--- Start Data listing ---

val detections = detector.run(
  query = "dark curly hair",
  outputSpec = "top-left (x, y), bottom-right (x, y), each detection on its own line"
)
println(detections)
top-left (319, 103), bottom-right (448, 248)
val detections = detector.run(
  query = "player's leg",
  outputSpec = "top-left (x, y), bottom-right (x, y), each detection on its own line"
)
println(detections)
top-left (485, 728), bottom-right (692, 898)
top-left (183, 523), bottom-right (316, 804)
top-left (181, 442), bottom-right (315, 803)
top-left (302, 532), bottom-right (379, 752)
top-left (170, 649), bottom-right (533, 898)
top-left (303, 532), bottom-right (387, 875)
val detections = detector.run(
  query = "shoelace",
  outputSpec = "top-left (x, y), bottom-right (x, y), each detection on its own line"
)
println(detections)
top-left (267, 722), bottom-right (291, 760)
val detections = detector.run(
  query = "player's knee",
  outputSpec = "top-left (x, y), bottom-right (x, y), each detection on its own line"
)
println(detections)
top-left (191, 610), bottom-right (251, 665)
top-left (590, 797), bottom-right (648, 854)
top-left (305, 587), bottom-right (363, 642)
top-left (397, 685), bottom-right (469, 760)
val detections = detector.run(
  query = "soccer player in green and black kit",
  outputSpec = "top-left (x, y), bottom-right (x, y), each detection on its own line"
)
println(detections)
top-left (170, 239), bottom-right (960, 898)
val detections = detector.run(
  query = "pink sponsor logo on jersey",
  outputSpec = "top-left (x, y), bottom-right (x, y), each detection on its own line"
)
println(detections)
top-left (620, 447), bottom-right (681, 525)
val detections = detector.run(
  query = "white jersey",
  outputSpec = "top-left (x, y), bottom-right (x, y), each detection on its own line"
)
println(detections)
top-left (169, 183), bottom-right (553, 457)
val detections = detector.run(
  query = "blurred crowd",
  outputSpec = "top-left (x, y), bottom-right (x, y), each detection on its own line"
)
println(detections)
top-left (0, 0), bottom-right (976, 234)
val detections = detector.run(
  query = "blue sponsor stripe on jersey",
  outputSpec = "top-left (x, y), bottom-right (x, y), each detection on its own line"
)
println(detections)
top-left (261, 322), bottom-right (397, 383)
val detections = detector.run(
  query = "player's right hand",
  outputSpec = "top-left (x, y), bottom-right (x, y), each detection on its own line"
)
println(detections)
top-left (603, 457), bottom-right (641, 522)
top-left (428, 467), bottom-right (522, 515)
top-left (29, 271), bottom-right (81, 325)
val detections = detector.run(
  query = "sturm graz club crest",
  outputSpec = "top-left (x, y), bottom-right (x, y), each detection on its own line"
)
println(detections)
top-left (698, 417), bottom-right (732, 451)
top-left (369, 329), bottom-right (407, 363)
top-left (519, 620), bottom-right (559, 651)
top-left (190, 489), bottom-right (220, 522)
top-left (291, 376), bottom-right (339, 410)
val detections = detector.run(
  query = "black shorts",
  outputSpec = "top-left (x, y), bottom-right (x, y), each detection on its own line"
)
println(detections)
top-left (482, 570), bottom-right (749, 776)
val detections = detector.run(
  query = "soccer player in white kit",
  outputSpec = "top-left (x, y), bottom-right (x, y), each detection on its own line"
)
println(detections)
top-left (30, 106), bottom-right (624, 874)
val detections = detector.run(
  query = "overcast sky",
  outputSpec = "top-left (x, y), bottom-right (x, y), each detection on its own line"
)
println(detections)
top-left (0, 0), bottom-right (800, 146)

--- End Data listing ---

What the task requires:
Return each line of the rows above that contains the word "black".

The completed task:
  query = "soccer player in green and black kit",
  query = "black shorts",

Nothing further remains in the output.